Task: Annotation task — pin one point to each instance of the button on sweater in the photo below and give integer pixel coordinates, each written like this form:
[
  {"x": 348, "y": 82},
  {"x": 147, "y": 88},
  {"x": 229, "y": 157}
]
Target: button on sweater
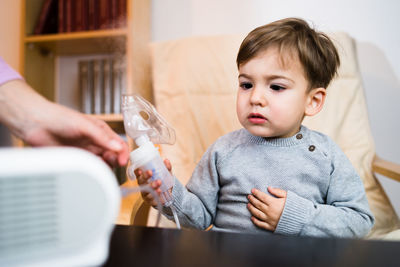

- The request:
Write out every line of the material above as a numbered list, skipping any blank lines and leaving the picture out.

- Answer below:
1. Task: Annotation task — pin one point to each instance of the button on sweater in the photo below and give integer pixel coordinates, each written like this form:
2. [
3.   {"x": 348, "y": 82},
4.   {"x": 147, "y": 88},
5.   {"x": 229, "y": 157}
6. ]
7. Target: button on sweater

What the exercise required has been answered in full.